─── Page text

Vibrio Vulnificus a Serious Sea Water Threat

vibrio

ST. PETERSBURG, Fla. Patty Konietzky thought the small purple lesion on her husband’s ankle was a spider bite. But when the lesion quickly spread across his body she knew something wasn’t right. After a trip to the hospital and a day and a half later, Konietzky’s 59-year-old husband was dead.

The diagnosis: vibrio vulnificus, an infection caused by a bacterium found in warm salt water. It’s in the same family of bacterium that causes cholera. So far this year, 31 people across Florida have been infected by the severe strain of vibrio, and 10 have died.

In Mobile, Ala., this week health department officials said two men with underlying health conditions were diagnosed with vibrio vulnificus in recent weeks. One of the men died in September and the other is hospitalized. Both men were tending to crab traps when they came into contact with seawater.

State health officials say there are two ways to contract the disease: by eating raw, tainted shellfish – usually oysters – or when an open wound comes in contact with bacteria in warm seawater.

──────
─── Record set

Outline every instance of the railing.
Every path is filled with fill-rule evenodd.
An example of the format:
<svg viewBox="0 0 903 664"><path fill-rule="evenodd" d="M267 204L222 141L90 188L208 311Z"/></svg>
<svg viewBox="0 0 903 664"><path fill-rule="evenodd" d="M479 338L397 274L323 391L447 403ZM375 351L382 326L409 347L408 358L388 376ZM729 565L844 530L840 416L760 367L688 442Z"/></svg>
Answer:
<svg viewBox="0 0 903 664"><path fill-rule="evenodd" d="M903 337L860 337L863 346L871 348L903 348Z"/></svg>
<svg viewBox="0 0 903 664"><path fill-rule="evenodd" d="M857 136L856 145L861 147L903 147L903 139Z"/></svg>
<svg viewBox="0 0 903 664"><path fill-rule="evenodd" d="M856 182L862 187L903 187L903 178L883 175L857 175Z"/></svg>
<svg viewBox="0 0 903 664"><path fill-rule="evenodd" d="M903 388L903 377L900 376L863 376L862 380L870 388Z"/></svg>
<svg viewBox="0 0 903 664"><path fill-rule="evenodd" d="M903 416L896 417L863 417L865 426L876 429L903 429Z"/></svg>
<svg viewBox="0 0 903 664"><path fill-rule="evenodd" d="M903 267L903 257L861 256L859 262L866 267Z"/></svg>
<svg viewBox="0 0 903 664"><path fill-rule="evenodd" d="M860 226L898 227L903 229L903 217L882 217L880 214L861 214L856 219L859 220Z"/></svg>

──────

§ Things to do:
A) Do these statements agree with the article on vibrio vulnificus? Answer yes or no for each and quote the words from the article that decide it.
(i) Patty Konietzky first took the lesion on her husband's ankle for a spider bite.
(ii) Both of the men diagnosed in Mobile have died.
(iii) The bacterium belongs to the same family as the one that causes cholera.
B) In the article on vibrio vulnificus, what were the two men in Mobile doing when they came into contact with seawater?
C) Can you continue the article on vibrio vulnificus from where it stops?
The data has nothing to do with the article on vibrio vulnificus.

§ Your written answers:
A)
(i) Yes: "Patty Konietzky thought the small purple lesion on her husband’s ankle was a spider bite"
(ii) No: "One of the men died in September and the other is hospitalized."
(iii) Yes: "It’s in the same family of bacterium that causes cholera."

B) They were tending to crab traps.

C)
While such occurrences could potentially concern officials in states with hundreds of miles of coastline and economies largely dependent on ocean-related tourism, experts say the bacteria is nothing most people should worry about. Vibrio bacteria exist normally in salt water and generally only affect people with compromised immune systems, they say. Symptoms include vomiting, diarrhea and abdominal pain. If the bacteria get into the bloodstream, they provoke symptoms including fever and chills, decreased blood pressure and blistering skin wounds.

But there’s no need to stop swimming in the Gulf of Mexico, says Diane Holm, a spokeswoman for the state health department in Lee County, which has had a handful of cases that included one fatality this year.

“This is nothing abnormal,” she said. “We don’t believe there is any greater risk for someone to swim in the Gulf today than there was yesterday or 10 years ago.”

There have been reports this year in Gulf states of other waterborne illnesses, but they are rare. In fresh water, the Naegleria fowleri amoeba usually feeds on bacteria in the sediment of warm lakes and rivers. If it gets high up in the nose, it can get into the brain. Cases have been reported in Louisiana, Arkansas and in Florida, including the August death of a boy in the southwestern part of the state who contracted the amoeba while knee boarding in a water-filled ditch.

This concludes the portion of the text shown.